_Working data_
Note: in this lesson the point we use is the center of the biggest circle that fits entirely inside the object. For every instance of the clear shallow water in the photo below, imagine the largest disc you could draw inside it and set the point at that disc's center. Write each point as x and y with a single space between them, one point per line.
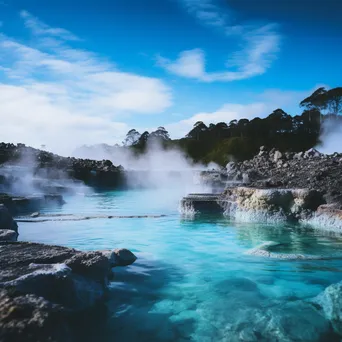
192 280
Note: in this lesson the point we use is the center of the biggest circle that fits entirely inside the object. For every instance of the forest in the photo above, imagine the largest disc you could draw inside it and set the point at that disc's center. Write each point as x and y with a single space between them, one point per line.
241 139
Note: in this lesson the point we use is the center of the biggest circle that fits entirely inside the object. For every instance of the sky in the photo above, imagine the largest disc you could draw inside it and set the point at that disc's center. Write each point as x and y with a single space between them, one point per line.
85 72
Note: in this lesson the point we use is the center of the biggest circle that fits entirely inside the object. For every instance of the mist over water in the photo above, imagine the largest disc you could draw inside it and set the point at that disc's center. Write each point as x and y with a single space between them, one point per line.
169 173
331 137
23 177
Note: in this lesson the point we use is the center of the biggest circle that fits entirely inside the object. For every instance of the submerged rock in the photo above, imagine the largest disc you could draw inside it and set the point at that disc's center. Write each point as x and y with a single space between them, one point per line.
73 281
6 220
331 303
255 204
34 215
8 235
121 257
28 318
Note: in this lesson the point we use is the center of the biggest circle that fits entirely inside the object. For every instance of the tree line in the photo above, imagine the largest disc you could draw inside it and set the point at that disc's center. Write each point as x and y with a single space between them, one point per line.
241 139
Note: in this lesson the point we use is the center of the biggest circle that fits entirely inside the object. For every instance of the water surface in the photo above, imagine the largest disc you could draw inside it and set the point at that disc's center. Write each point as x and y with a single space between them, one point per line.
192 280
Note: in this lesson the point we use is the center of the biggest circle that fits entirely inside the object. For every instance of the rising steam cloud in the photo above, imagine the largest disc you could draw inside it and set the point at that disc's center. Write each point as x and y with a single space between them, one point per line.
331 137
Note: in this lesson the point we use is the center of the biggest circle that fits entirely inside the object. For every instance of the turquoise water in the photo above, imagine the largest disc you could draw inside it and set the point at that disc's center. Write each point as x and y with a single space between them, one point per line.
192 280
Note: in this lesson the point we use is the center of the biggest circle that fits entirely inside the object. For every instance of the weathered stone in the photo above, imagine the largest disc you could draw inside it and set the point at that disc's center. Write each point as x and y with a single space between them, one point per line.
8 235
331 302
28 318
277 155
121 257
36 214
91 264
259 204
6 220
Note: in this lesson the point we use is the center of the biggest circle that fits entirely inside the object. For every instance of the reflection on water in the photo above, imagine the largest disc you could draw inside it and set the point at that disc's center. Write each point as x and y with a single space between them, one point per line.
192 280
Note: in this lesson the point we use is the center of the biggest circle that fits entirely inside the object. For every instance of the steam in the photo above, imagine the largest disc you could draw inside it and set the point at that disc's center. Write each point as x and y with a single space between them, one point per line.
22 177
170 173
331 136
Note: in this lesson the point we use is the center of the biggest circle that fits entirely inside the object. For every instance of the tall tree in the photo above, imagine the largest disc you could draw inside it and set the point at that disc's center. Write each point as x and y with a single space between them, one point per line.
334 100
317 100
132 137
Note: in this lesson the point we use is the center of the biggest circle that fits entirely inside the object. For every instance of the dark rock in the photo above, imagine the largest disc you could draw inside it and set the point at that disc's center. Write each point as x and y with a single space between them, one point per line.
36 214
29 318
92 264
122 257
8 235
6 220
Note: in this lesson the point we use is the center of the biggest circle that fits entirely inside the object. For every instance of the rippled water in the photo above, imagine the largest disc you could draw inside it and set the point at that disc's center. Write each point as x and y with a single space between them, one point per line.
192 280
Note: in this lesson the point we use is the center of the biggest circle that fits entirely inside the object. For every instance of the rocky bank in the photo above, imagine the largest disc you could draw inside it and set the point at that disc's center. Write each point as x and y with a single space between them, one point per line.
273 186
47 292
48 166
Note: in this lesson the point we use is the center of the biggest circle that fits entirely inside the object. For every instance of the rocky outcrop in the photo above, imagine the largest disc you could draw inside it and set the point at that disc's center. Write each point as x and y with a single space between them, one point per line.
260 205
274 169
8 227
46 165
200 203
27 204
122 257
331 303
28 318
268 249
50 284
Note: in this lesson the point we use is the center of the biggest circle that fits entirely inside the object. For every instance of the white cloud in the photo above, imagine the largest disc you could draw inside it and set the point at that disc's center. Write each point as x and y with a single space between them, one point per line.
206 11
53 94
261 44
39 28
261 106
228 112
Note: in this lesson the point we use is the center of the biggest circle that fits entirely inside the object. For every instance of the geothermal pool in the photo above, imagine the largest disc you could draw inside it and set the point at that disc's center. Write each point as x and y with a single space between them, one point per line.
192 280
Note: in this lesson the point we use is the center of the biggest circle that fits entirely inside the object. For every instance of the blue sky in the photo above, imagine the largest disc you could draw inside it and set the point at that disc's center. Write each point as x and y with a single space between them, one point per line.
75 73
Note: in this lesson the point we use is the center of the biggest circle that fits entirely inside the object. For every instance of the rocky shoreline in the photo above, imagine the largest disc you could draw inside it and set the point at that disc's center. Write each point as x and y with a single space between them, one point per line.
47 292
48 166
273 187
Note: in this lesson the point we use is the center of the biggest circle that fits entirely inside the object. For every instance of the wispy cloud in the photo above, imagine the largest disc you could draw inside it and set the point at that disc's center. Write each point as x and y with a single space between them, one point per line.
260 46
60 96
39 28
260 105
206 11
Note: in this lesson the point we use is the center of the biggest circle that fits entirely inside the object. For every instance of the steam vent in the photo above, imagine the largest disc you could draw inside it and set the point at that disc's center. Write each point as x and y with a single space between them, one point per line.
203 203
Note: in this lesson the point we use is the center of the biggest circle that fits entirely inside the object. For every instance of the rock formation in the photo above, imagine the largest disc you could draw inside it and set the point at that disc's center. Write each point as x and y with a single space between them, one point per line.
42 286
8 227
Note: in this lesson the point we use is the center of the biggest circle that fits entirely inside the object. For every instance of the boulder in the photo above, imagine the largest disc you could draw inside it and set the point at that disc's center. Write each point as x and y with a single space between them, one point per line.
120 257
6 220
331 303
270 204
64 276
91 264
35 215
277 155
28 318
8 235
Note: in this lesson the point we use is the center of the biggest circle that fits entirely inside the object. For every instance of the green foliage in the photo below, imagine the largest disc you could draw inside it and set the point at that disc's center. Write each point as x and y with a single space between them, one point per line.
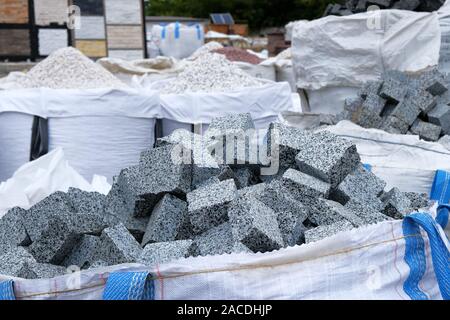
258 13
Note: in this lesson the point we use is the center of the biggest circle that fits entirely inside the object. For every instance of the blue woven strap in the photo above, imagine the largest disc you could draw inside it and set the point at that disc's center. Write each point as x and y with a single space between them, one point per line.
7 290
440 191
415 255
129 286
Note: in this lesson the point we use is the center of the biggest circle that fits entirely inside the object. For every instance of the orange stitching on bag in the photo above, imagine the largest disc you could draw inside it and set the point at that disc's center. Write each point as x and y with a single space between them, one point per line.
223 270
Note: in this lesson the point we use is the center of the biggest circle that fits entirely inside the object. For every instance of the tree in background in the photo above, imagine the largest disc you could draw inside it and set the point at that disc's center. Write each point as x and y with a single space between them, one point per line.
258 13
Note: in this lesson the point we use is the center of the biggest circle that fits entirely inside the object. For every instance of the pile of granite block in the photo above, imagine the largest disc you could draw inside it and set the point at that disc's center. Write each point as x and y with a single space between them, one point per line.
358 6
403 103
181 201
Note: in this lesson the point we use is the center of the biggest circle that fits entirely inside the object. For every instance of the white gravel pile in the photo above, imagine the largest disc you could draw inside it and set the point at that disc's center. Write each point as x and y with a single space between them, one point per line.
208 47
210 72
68 68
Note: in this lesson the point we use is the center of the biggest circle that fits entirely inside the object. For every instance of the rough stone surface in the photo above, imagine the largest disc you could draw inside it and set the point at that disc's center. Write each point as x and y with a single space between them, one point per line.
167 221
12 230
255 225
163 252
426 131
397 205
208 206
298 182
83 255
118 246
440 116
322 232
361 185
327 157
17 263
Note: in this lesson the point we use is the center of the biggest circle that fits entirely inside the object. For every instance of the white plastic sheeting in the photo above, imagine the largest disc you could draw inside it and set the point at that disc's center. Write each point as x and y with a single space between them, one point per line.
178 40
403 161
344 52
101 130
365 263
38 179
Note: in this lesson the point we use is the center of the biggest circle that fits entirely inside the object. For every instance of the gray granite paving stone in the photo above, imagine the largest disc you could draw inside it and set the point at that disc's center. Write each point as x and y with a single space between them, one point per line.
440 116
118 246
84 253
285 142
397 205
17 262
361 185
12 230
426 131
166 221
322 232
255 225
164 252
300 183
207 206
327 157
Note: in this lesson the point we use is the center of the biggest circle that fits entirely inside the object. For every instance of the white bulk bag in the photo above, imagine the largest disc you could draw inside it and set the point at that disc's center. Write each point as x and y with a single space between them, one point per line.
343 52
403 161
392 260
101 131
264 103
178 40
260 71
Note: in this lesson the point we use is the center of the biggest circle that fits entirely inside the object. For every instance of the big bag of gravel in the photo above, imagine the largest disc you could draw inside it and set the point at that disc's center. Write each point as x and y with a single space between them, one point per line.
334 56
178 40
36 180
403 161
264 103
399 260
100 130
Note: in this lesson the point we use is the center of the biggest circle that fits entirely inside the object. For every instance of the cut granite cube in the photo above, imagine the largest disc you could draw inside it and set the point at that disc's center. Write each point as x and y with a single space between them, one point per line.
393 90
56 240
424 100
164 252
361 185
167 221
17 262
426 131
327 157
397 204
12 230
394 125
84 253
234 131
440 116
216 241
407 111
86 202
300 183
244 177
434 82
366 213
118 246
322 232
418 200
255 225
207 206
445 141
374 103
35 219
285 142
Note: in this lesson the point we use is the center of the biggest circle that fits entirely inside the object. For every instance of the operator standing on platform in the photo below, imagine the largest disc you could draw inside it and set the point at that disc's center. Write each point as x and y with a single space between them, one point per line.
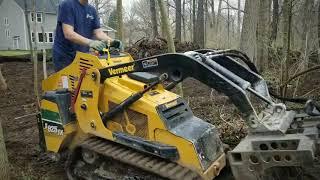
78 29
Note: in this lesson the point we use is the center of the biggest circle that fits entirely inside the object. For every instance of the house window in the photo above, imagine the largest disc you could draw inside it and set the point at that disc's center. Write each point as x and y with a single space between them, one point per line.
6 21
36 16
50 37
41 38
33 38
7 31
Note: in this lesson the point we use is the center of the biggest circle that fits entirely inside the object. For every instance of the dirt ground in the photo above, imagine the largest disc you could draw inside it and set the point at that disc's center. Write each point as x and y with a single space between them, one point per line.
21 134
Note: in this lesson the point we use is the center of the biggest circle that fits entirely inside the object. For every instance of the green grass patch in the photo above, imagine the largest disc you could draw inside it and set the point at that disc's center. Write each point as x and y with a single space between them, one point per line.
22 54
14 53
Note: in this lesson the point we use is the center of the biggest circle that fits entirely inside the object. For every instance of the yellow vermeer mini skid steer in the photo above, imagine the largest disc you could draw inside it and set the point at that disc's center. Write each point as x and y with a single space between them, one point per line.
108 107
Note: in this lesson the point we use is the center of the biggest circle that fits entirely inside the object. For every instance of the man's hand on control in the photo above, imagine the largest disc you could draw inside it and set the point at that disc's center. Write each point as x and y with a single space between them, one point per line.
116 44
97 45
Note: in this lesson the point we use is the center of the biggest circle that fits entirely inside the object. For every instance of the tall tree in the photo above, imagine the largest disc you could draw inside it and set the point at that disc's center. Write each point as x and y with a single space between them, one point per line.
219 16
119 20
4 164
249 29
306 32
200 24
154 20
213 22
194 20
178 20
35 56
275 21
3 84
166 26
263 35
26 13
319 29
239 20
184 20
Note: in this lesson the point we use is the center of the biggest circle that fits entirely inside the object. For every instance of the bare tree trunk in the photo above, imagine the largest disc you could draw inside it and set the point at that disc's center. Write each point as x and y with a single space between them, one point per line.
213 22
171 47
154 18
178 20
44 52
194 20
262 36
200 24
275 21
165 24
239 20
3 84
184 20
120 20
228 25
96 4
287 17
306 25
4 164
319 31
219 15
35 58
26 13
249 27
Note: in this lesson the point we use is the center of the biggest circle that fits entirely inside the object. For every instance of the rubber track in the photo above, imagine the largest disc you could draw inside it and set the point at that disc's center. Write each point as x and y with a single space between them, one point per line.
146 162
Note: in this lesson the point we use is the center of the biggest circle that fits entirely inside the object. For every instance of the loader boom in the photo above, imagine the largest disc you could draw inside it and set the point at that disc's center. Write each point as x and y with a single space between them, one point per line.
220 72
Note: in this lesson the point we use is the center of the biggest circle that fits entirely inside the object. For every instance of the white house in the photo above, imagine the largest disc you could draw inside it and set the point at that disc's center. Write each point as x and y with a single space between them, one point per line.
13 24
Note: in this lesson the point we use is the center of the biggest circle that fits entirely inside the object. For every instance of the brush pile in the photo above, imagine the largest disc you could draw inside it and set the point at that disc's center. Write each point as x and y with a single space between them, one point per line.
149 47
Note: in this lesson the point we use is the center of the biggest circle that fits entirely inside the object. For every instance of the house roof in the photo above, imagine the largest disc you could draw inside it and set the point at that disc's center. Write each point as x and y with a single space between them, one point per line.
49 6
107 28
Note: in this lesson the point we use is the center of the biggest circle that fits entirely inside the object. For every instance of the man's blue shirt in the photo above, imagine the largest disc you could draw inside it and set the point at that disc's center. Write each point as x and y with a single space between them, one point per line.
84 19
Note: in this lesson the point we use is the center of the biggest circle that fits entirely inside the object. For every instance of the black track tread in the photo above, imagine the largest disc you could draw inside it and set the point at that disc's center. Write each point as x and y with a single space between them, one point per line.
146 162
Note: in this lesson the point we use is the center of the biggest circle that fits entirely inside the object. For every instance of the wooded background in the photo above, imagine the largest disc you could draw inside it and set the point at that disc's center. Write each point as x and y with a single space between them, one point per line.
281 34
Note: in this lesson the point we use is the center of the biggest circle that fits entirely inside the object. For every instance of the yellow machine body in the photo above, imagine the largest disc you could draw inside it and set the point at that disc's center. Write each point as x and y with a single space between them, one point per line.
142 119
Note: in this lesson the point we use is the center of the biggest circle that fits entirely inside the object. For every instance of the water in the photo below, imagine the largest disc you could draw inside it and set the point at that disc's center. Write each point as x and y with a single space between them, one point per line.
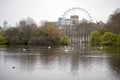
59 63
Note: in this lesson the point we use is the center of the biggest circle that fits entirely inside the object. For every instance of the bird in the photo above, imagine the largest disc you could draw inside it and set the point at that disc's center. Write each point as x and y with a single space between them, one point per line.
13 67
66 50
24 49
101 47
49 47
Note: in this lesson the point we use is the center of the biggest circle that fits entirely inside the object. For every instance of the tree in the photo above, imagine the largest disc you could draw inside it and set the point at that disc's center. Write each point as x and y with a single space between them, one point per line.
64 40
109 39
2 40
95 38
113 23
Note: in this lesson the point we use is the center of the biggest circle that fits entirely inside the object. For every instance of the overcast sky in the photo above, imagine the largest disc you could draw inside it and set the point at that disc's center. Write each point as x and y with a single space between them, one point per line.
15 10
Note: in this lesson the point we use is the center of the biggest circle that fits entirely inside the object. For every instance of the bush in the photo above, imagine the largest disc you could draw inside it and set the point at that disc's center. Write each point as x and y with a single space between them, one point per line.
64 40
95 38
109 39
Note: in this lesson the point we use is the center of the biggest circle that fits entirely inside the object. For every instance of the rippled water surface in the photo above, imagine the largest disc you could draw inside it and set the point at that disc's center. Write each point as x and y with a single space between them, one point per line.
59 63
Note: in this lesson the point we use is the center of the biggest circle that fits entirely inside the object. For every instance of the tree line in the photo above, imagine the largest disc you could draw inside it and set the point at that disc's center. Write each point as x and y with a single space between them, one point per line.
30 34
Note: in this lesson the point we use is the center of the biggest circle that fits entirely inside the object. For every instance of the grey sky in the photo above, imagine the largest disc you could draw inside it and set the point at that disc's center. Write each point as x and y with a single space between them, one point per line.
15 10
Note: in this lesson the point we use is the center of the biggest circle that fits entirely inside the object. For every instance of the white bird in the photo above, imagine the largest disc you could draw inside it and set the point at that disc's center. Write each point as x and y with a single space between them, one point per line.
101 47
66 50
49 47
24 49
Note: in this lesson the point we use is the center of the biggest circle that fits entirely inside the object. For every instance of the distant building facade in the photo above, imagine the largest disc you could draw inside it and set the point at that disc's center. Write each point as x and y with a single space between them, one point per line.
74 19
23 23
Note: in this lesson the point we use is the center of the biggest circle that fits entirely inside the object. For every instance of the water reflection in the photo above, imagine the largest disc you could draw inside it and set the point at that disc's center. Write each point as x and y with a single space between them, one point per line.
78 63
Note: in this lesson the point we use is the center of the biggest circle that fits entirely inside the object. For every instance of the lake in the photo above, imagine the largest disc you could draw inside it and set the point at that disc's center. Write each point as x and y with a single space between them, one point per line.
75 62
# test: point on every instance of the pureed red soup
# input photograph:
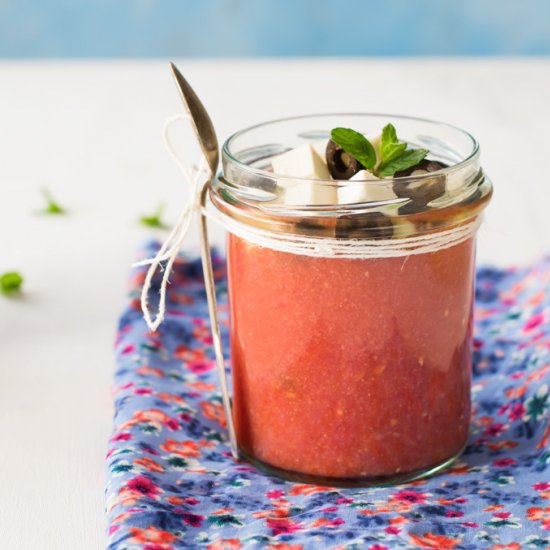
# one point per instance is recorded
(351, 298)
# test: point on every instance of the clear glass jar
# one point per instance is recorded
(351, 370)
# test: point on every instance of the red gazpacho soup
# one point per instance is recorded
(350, 368)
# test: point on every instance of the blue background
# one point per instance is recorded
(221, 28)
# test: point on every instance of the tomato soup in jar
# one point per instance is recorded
(351, 247)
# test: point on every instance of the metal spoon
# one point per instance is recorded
(206, 136)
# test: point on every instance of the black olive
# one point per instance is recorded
(369, 225)
(423, 190)
(341, 165)
(425, 165)
(411, 208)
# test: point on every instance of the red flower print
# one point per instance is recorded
(411, 497)
(533, 322)
(143, 391)
(284, 546)
(182, 448)
(324, 522)
(516, 412)
(225, 544)
(201, 386)
(214, 411)
(517, 392)
(330, 509)
(504, 462)
(494, 430)
(146, 370)
(303, 489)
(200, 367)
(149, 464)
(280, 526)
(429, 540)
(192, 519)
(128, 349)
(122, 436)
(152, 535)
(144, 486)
(540, 514)
(493, 507)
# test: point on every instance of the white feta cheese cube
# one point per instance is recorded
(302, 162)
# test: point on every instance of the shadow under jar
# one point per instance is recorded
(351, 318)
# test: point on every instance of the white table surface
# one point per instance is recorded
(90, 132)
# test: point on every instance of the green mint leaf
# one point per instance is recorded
(408, 158)
(154, 220)
(355, 144)
(10, 283)
(390, 148)
(52, 207)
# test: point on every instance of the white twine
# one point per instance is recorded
(197, 177)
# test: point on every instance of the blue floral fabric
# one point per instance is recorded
(172, 482)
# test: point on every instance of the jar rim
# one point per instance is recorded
(230, 155)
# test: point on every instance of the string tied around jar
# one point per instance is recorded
(195, 177)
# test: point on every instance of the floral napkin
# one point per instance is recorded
(172, 482)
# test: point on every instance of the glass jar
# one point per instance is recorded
(351, 317)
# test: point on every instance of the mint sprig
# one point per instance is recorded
(155, 219)
(52, 206)
(394, 156)
(10, 283)
(355, 144)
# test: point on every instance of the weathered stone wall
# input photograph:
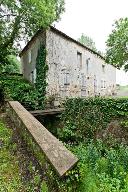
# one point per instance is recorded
(56, 153)
(68, 74)
(28, 67)
(63, 58)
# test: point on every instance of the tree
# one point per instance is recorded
(87, 41)
(19, 20)
(117, 45)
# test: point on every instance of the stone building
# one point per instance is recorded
(74, 69)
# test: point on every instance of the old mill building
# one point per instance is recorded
(74, 69)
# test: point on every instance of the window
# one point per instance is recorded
(83, 80)
(79, 59)
(66, 78)
(30, 56)
(103, 84)
(87, 65)
(33, 76)
(103, 68)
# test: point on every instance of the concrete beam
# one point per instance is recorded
(57, 154)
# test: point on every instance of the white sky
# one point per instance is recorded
(93, 18)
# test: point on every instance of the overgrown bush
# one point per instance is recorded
(18, 89)
(84, 118)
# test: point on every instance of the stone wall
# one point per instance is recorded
(69, 74)
(28, 58)
(67, 57)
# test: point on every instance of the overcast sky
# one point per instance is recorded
(93, 18)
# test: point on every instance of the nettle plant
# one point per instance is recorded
(41, 69)
(84, 118)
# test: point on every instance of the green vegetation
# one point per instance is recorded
(14, 166)
(13, 66)
(9, 169)
(87, 41)
(15, 87)
(117, 44)
(103, 154)
(101, 146)
(20, 20)
(41, 69)
(85, 118)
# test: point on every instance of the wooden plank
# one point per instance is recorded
(58, 155)
(47, 112)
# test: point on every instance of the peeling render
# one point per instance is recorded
(74, 71)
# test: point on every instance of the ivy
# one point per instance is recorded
(41, 70)
(84, 118)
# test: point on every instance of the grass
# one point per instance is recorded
(18, 173)
(10, 179)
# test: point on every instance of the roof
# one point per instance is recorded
(62, 34)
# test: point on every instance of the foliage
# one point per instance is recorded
(14, 65)
(84, 118)
(117, 45)
(41, 70)
(19, 20)
(87, 41)
(18, 89)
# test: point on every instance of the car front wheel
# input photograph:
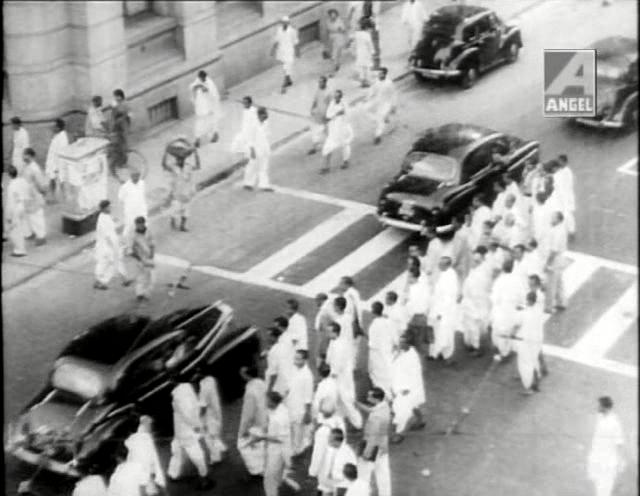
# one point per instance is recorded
(469, 77)
(512, 53)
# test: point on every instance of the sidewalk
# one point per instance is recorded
(288, 120)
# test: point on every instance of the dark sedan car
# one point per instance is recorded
(445, 167)
(460, 42)
(119, 369)
(616, 84)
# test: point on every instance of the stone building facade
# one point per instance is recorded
(58, 54)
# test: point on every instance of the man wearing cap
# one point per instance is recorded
(108, 253)
(606, 459)
(285, 48)
(442, 314)
(183, 187)
(206, 106)
(19, 143)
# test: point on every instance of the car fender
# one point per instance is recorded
(469, 56)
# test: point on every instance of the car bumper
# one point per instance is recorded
(47, 463)
(599, 123)
(437, 73)
(399, 224)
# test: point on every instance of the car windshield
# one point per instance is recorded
(432, 166)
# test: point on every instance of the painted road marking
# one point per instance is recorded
(601, 337)
(305, 244)
(357, 260)
(630, 167)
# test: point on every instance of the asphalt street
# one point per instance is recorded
(254, 250)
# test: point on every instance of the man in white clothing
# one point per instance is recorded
(381, 344)
(206, 106)
(339, 133)
(476, 303)
(563, 182)
(19, 143)
(298, 402)
(507, 295)
(211, 417)
(187, 443)
(285, 49)
(331, 479)
(108, 252)
(242, 140)
(529, 339)
(606, 459)
(413, 17)
(34, 208)
(256, 173)
(442, 314)
(408, 390)
(381, 102)
(253, 420)
(297, 326)
(18, 194)
(133, 198)
(142, 450)
(356, 486)
(555, 264)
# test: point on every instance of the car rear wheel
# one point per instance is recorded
(512, 53)
(469, 77)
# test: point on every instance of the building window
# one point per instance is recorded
(164, 111)
(134, 8)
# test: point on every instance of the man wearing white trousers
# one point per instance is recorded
(374, 456)
(256, 173)
(382, 102)
(108, 253)
(285, 49)
(35, 206)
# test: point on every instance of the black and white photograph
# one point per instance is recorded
(320, 248)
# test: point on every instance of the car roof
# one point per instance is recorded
(451, 139)
(455, 14)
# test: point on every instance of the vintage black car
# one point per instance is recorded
(462, 41)
(616, 84)
(444, 169)
(123, 367)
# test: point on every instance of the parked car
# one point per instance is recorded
(616, 84)
(461, 42)
(123, 367)
(445, 168)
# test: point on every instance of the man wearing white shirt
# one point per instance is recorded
(381, 345)
(418, 300)
(476, 304)
(108, 253)
(298, 402)
(381, 102)
(19, 143)
(331, 475)
(413, 17)
(442, 314)
(55, 166)
(408, 389)
(606, 459)
(555, 264)
(285, 49)
(206, 105)
(563, 180)
(133, 197)
(297, 327)
(507, 295)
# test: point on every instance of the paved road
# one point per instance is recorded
(254, 250)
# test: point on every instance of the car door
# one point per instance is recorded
(488, 41)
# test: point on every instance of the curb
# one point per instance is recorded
(225, 173)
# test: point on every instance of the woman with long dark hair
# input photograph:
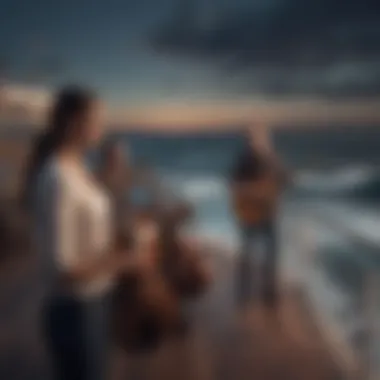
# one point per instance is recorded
(71, 216)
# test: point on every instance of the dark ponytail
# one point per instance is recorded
(70, 103)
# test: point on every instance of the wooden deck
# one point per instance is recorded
(225, 343)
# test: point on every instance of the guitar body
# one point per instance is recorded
(255, 201)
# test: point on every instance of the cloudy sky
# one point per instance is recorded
(200, 61)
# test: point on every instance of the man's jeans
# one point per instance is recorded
(264, 236)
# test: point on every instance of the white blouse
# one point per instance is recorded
(73, 220)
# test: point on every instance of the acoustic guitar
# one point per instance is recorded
(255, 201)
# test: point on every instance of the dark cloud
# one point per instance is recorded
(288, 47)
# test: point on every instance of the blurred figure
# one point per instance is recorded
(72, 222)
(114, 174)
(257, 182)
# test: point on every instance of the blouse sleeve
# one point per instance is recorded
(60, 220)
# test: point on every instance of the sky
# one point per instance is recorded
(198, 62)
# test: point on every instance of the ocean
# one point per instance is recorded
(329, 218)
(328, 221)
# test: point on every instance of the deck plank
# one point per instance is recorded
(225, 343)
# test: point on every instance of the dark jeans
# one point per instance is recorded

_Your task_
Write out only the lines from the one containing "# test: point on every instance of the deck" through the end of the listing above, exactly as they stand.

_Task solution_
# test: point on every instance of the deck plank
# one point per instance is recorded
(225, 343)
# test: point on every instance of the dark jeans
# one point per instance is recorded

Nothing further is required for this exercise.